▶ **DATA IN THIS EXERCISE**:
+++

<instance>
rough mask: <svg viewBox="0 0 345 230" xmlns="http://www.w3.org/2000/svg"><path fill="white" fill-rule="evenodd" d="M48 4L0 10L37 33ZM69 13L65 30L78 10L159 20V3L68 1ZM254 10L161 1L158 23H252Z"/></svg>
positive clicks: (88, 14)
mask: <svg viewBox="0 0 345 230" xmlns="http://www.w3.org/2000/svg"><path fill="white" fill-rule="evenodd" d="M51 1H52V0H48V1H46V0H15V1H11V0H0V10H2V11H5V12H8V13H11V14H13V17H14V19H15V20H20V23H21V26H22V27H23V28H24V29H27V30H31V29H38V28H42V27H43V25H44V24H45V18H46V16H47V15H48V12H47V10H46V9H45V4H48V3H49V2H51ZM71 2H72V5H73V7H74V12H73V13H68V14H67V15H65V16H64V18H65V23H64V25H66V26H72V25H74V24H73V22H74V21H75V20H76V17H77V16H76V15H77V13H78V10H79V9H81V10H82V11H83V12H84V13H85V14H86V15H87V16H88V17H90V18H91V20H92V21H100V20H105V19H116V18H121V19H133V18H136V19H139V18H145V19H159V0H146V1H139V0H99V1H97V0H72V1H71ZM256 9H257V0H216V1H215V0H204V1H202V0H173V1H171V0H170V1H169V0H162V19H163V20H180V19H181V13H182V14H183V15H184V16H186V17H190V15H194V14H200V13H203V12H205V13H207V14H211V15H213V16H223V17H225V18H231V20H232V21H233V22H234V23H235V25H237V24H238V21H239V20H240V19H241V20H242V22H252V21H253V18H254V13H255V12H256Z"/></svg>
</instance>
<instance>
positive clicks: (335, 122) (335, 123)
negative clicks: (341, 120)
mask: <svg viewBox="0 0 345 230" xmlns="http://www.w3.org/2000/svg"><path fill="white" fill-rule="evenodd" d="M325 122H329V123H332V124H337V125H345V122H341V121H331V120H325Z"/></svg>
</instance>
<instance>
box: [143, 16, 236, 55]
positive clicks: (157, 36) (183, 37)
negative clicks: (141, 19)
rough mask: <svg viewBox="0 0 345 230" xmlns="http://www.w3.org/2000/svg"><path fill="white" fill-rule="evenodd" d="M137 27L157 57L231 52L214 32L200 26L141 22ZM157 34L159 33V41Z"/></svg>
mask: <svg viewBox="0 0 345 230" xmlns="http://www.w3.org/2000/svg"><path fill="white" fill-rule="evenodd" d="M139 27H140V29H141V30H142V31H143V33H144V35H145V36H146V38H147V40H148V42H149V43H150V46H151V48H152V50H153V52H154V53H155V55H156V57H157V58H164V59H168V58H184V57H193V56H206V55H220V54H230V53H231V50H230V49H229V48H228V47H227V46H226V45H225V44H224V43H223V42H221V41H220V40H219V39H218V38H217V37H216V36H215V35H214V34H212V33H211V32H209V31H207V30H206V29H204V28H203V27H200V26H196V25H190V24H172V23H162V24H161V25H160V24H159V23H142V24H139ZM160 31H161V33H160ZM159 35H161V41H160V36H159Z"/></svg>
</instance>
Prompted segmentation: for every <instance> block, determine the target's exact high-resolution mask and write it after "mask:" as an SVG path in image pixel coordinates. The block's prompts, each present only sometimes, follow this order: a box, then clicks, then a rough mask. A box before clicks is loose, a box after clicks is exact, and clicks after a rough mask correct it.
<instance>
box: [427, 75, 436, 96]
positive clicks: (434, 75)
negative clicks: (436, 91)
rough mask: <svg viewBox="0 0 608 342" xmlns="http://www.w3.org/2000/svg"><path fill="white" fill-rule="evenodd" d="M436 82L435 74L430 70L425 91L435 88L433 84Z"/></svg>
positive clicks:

+++

▶ **EXERCISE DESCRIPTION**:
What you return should match the entries above exactly.

▶ **EXPECTED OUTPUT**:
<instance>
rough mask: <svg viewBox="0 0 345 230" xmlns="http://www.w3.org/2000/svg"><path fill="white" fill-rule="evenodd" d="M48 4L0 10L37 33ZM69 13L65 30L78 10L159 20V3L68 1ZM254 10L161 1L158 23H252Z"/></svg>
positive clicks: (88, 14)
mask: <svg viewBox="0 0 345 230" xmlns="http://www.w3.org/2000/svg"><path fill="white" fill-rule="evenodd" d="M51 1H52V0H48V1H46V0H15V1H11V0H0V10H2V11H5V12H8V13H11V14H13V17H14V19H15V20H20V23H21V26H22V27H23V28H24V29H27V30H31V29H38V28H42V27H43V25H44V24H45V18H46V16H47V15H48V12H47V10H46V9H45V4H48V3H49V2H51ZM71 2H72V5H73V7H74V12H73V13H68V14H67V15H65V16H64V18H65V23H64V25H66V26H72V25H74V24H73V22H74V21H75V20H76V17H77V16H76V15H77V13H78V10H79V9H81V10H82V11H83V12H84V13H85V14H86V15H87V16H88V17H90V18H91V20H92V21H100V20H105V19H116V18H121V19H133V18H136V19H139V18H145V19H159V0H146V1H139V0H99V1H97V0H72V1H71ZM256 9H257V0H216V1H215V0H204V1H202V0H173V1H171V0H170V1H169V0H162V19H163V20H180V19H181V13H182V14H183V15H184V16H186V17H190V15H194V14H200V13H203V12H205V13H207V14H211V15H213V16H223V17H225V18H231V20H232V21H233V22H234V23H235V25H237V24H238V21H239V20H240V19H241V20H242V22H252V21H253V18H254V13H255V12H256Z"/></svg>
</instance>
<instance>
positive clicks: (335, 122) (335, 123)
negative clicks: (341, 120)
mask: <svg viewBox="0 0 345 230" xmlns="http://www.w3.org/2000/svg"><path fill="white" fill-rule="evenodd" d="M325 122H329V123H332V124H337V125H345V122H341V121H331V120H325Z"/></svg>
</instance>
<instance>
box: [143, 16, 236, 55]
positive clicks: (157, 36) (183, 37)
negative clicks: (141, 19)
rough mask: <svg viewBox="0 0 345 230" xmlns="http://www.w3.org/2000/svg"><path fill="white" fill-rule="evenodd" d="M137 27L157 57L231 52L214 32L200 26L141 22ZM157 34L159 33V41Z"/></svg>
mask: <svg viewBox="0 0 345 230" xmlns="http://www.w3.org/2000/svg"><path fill="white" fill-rule="evenodd" d="M139 27H140V29H141V30H142V31H143V33H144V35H145V36H146V38H147V40H148V42H149V43H150V46H151V48H152V50H153V52H154V53H155V55H156V57H157V58H164V59H168V58H184V57H193V56H206V55H220V54H230V53H231V50H230V49H229V48H228V47H227V46H226V45H225V44H224V43H223V42H221V41H220V40H219V39H218V38H217V37H216V36H215V35H214V34H212V33H211V32H209V31H207V30H206V29H204V28H203V27H200V26H196V25H190V24H172V23H162V24H161V25H160V24H159V23H142V24H139ZM160 31H161V33H160ZM159 35H161V41H160V36H159Z"/></svg>
</instance>
Prompted segmentation: for every <instance> block, determine the target's exact high-resolution mask and write it after "mask:" as an SVG path in image pixel coordinates. The block's prompts, each present only sometimes, follow this order: a box, then clicks, then a rough mask. A box before clicks is loose, a box after clicks is exact, and clicks after a rough mask correct it.
<instance>
box: [427, 75, 436, 96]
positive clicks: (434, 75)
negative clicks: (436, 91)
rough mask: <svg viewBox="0 0 608 342" xmlns="http://www.w3.org/2000/svg"><path fill="white" fill-rule="evenodd" d="M436 82L435 74L430 70L425 91L435 88L433 84Z"/></svg>
positive clicks:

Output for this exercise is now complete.